### Provided passage
It’s useful to bring back the sample data which generate figure 3.1 at this point in order to verify these claims:

#OUT>       y y_hat error
#OUT> 1  2.09  2.57 -0.48
#OUT> 2  2.79  3.41 -0.62
#OUT> 3  6.49  4.25  2.24
#OUT> 4  1.71  5.10 -3.39
#OUT> 5  9.89  5.94  3.95
#OUT> 6  7.62  6.78  0.83
#OUT> 7  4.86  7.63 -2.77
#OUT> 8  7.38  8.47 -1.09
#OUT> 9 10.63  9.31  1.32

Let’s check that these claims are true in this sample of data. We want that

The average of \(\hat{y}_i\) to be the same as the mean of \(y\)
The average of the errors should be zero.
Prediction and errors should be uncorrelated.

# 1.
all.equal(mean(ss$error), 0)

#OUT> [1] TRUE

# 2.
all.equal(mean(ss$y_hat), mean(ss$y))

#OUT> [1] TRUE

# 3.
all.equal(cov(ss$error,ss$y_hat), 0)

#OUT> [1] TRUE

So indeed we can confirm this result with our test dataset. Great!

3.4 Correlation, Covariance and Linearity

It is important to keep in mind that Correlation and Covariance relate to a linear relationship between x and y. Given how the regression line is estimated by OLS (see just above), you can see that the regression line inherits this property from the Covariance. A famous exercise by Francis Anscombe (1973) illustrates this by constructing 4 different datasets which all have identical linear statistics: mean, variance, correlation and regression line are identical. However, the usefulness of the statistics to describe the relationship in the data is not clear.

The important lesson from this example is the following:

Always visually inspect your data, and don’t rely exclusively on summary statistics like mean, variance, correlation and regression line. All of those assume a linear relationship between the variables in your data.

The mission of Anscombe has been continued recently. As a result of this we can have a look at the datasauRus package, which pursues Anscbombe’s idea through a multitude of funny data sets, all with the same linear statistics. Don’t just compute the covariance, or you might actually end up looking at a Dinosaur! What? Type this to find out:

launchApp("datasaurus")
aboutApp("datasaurus")

3.4.1 Non-Linear Relationships in Data

Suppose our data now looks like this:

Putting our previous best line defined in equation (3.3) as \(y = b_0 + b_1 x + e\), we get something like this:

Figure 3.3: Best line with non-linear data?

Somehow when looking at 3.3 one is not totally convinced that the straight line is a good summary of this relationship. For values \(x\in[50,120]\) the line seems to low, then again too high, and it completely misses the right boundary. It’s easy to address this shortcoming by including higher order terms of an explanatory variable. We would modify (3.3) to read now

\[\begin{equation} y_i = b_0 + b_1 x_i + b_2 x_i^2 + e_i \tag{3.12} \end{equation}\]

This is a special case of multiple regression, which we will talk about in chapter 4. You can see that there are multiple slope coefficients. For now, let’s just see how this performs:

Figure 3.4: Better line with non-linear data!

[Stored data entries]

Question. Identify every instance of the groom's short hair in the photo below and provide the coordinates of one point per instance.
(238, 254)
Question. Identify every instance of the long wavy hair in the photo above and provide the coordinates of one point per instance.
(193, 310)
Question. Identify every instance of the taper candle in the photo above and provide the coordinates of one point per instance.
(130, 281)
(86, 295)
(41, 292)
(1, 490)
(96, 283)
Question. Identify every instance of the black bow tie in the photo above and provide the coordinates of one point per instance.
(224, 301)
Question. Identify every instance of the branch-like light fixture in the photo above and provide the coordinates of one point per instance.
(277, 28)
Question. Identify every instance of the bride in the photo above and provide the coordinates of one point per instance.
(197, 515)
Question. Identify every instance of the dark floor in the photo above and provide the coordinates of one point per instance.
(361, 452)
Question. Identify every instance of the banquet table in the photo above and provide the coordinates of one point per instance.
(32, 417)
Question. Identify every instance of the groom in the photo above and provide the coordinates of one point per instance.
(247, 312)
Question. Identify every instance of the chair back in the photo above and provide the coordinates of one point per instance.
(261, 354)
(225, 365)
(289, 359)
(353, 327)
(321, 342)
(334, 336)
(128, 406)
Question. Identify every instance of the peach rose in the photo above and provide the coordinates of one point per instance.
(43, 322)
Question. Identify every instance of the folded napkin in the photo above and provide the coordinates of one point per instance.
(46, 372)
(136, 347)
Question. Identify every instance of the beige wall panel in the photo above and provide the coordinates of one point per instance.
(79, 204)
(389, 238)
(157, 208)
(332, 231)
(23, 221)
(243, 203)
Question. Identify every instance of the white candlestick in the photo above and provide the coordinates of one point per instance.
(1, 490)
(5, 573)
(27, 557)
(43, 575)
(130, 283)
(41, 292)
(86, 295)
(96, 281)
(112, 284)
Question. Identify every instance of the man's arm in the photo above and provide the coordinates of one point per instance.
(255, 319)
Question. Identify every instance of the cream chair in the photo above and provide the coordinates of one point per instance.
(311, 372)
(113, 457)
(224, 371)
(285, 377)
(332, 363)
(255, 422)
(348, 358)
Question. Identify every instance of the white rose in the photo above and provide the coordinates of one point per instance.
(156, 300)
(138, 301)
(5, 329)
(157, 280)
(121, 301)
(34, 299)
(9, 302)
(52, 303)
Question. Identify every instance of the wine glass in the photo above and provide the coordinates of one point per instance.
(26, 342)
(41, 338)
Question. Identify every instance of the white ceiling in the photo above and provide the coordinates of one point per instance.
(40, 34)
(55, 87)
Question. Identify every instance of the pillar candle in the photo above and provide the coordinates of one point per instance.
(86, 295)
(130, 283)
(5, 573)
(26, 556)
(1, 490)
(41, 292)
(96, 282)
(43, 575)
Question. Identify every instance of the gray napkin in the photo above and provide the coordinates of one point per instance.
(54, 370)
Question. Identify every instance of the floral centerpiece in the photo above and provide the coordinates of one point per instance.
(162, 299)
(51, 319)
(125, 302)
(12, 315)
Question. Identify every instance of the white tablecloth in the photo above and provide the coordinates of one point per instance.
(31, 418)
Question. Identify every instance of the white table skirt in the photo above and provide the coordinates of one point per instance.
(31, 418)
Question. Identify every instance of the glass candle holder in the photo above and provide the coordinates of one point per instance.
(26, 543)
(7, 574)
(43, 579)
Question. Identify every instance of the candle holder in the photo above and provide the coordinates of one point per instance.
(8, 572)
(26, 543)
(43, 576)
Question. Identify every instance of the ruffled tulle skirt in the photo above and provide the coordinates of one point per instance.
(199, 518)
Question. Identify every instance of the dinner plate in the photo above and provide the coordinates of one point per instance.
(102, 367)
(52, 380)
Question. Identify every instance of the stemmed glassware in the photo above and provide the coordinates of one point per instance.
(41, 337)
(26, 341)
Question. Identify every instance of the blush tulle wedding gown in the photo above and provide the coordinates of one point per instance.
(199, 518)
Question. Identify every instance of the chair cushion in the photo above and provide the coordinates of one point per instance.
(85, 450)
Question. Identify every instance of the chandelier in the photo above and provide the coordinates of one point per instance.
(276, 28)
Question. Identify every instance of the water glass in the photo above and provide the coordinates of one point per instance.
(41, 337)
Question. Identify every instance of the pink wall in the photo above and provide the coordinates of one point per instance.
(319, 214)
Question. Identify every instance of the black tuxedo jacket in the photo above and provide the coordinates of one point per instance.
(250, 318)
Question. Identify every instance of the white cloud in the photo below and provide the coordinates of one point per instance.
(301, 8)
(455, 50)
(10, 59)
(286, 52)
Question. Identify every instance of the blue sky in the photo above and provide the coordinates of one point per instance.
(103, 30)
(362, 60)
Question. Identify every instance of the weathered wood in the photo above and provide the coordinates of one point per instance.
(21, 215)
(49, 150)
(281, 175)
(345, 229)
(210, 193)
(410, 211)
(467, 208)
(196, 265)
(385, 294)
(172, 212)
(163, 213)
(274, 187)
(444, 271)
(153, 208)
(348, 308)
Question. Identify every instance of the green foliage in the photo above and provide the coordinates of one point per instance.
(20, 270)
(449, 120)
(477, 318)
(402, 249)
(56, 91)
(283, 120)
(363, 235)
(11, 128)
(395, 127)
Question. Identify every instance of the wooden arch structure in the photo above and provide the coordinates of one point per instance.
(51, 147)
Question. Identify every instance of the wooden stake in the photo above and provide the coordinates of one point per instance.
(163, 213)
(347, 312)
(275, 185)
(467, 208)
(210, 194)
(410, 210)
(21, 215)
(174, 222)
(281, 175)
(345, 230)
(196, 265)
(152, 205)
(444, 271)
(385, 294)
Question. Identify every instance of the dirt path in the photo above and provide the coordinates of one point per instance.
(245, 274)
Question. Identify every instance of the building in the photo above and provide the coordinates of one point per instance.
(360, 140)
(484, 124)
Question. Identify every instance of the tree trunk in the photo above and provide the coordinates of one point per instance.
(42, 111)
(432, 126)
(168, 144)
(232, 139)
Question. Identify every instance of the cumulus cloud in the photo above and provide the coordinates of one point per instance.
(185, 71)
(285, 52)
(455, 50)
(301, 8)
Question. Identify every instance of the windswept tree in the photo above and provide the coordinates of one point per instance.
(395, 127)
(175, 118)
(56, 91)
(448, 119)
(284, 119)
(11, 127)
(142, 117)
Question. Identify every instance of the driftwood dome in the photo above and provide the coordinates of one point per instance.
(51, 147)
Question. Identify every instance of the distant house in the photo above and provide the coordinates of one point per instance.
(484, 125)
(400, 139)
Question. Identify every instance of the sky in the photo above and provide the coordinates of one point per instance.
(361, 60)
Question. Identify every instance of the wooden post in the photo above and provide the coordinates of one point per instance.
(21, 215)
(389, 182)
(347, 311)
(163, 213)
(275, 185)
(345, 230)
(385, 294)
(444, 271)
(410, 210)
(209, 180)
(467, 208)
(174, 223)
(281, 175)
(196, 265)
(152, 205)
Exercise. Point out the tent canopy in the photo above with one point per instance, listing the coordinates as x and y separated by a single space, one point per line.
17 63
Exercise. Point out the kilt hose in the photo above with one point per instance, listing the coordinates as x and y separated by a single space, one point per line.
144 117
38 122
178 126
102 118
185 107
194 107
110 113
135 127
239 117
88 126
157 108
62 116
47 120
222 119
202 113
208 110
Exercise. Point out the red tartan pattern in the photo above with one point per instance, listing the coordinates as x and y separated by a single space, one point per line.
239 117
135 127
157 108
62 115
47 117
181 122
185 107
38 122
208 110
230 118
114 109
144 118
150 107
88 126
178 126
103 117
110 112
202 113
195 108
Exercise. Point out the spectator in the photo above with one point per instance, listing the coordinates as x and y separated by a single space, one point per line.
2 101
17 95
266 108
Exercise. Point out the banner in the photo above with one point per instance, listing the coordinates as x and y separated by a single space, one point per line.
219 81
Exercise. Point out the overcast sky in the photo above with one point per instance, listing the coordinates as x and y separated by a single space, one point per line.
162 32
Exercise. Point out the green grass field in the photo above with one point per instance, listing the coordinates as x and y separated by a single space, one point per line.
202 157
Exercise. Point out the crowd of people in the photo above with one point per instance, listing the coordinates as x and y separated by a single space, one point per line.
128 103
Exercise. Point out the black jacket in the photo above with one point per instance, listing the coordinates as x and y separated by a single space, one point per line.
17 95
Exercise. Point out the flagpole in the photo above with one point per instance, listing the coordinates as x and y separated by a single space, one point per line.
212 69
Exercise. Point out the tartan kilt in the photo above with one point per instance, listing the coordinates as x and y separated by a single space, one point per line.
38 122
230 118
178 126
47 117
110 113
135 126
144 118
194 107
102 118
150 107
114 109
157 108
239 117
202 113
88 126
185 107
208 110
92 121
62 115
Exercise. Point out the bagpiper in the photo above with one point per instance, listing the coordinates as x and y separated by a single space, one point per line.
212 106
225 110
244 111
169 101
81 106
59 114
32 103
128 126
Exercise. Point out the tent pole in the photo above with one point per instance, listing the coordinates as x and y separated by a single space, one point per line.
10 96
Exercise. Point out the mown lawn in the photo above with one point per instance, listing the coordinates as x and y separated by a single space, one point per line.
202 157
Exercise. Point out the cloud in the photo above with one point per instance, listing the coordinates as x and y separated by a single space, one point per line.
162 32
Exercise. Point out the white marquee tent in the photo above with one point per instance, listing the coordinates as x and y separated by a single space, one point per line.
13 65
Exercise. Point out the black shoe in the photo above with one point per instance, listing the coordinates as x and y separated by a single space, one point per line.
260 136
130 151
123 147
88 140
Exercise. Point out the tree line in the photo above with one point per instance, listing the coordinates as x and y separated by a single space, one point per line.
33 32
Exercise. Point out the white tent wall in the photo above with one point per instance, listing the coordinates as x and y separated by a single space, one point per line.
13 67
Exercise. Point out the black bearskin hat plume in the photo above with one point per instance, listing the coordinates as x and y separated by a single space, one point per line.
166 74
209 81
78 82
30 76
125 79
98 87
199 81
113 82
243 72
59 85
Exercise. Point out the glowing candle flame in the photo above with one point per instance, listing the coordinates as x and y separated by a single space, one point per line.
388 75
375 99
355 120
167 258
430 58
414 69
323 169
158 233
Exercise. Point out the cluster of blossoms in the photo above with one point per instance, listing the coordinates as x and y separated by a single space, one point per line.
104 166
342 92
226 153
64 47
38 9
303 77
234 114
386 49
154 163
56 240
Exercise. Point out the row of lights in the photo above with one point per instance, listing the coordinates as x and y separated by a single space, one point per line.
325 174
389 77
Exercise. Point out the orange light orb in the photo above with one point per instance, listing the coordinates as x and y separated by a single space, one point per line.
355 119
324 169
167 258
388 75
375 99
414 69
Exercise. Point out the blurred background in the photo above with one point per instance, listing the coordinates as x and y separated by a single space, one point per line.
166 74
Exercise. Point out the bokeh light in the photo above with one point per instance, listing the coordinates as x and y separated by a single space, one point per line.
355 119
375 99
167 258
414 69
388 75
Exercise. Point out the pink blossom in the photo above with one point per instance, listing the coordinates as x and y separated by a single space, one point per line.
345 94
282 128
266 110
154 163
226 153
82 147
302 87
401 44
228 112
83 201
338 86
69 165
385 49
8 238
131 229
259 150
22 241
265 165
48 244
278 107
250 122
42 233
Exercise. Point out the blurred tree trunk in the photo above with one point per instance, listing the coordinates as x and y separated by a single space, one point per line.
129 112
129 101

### What to do
a. In the regression tutorial excerpt, how many datasets did Francis Anscombe construct, and what did they have in common?
b. Continue the regression tutorial excerpt after its final line.

### Answers for the tasks
a. He constructed 4 different datasets that all have identical linear statistics: the same mean, variance, correlation and regression line.

b.
3.5 Analysing \(Var(y)\)

Analysis of Variance (ANOVA) refers to a method to decompose variation in one variable as a function of several others. We can use this idea on our outcome \(y\). Suppose we wanted to know the variance of \(y\), keeping in mind that, by definition, \(y_i = \hat{y}_i + e_i\). We would write

\[\begin{align} Var(y) &= Var(\hat{y} + e)\\ &= Var(\hat{y}) + Var(e) + 2 Cov(\hat{y},e)\\ &= Var(\hat{y}) + Var(e) \tag{3.13} \end{align}\]

We have seen above in 3.3 that the covariance between prediction \(\hat{y}\) and error \(e\) is zero, that’s why we have \(Cov(\hat{y},e)=0\) in (3.13). What this tells us in words is that we can decompose the variance in the observed outcome \(y\) into a part that relates to variance as explained by the model and a part that comes from unexplained variation. Finally, we know the definition of variance, and can thus write down the respective formulae for each part:

\(Var(y) = \frac{1}{N}\sum_{i=1}^N (y_i - \bar{y})^2\)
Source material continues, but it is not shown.